**Assigned task**. Scan the entries for "point". Every line that holds it is to be copied.

**Records shown**.
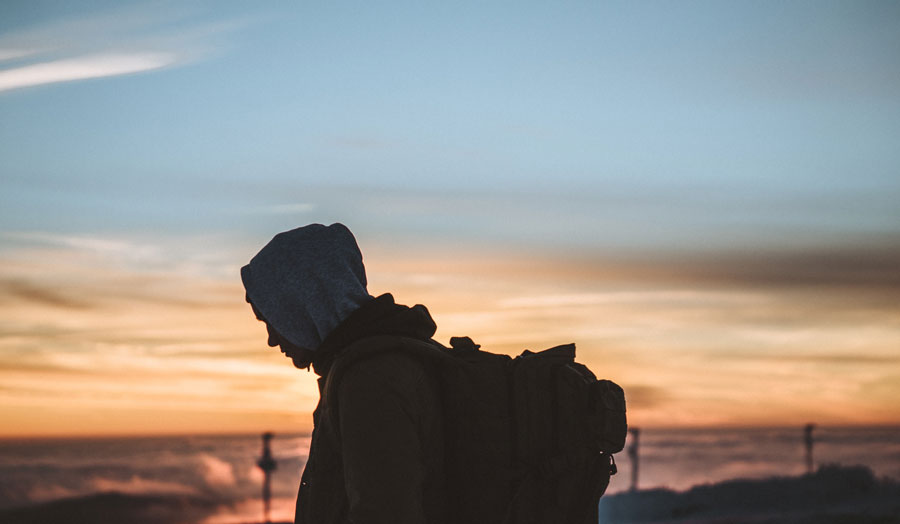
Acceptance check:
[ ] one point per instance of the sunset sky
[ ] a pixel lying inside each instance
---
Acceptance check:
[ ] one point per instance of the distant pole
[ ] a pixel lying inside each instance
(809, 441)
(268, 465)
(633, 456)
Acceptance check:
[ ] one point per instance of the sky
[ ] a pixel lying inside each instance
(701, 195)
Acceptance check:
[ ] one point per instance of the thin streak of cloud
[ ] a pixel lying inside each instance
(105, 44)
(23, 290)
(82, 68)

**Written response**.
[ ] one point per instance of the sunset sky
[ ] one point per instance of the distant pole
[ ] one point per instance of the sky
[ ] one point per instance of the thin streak of cloud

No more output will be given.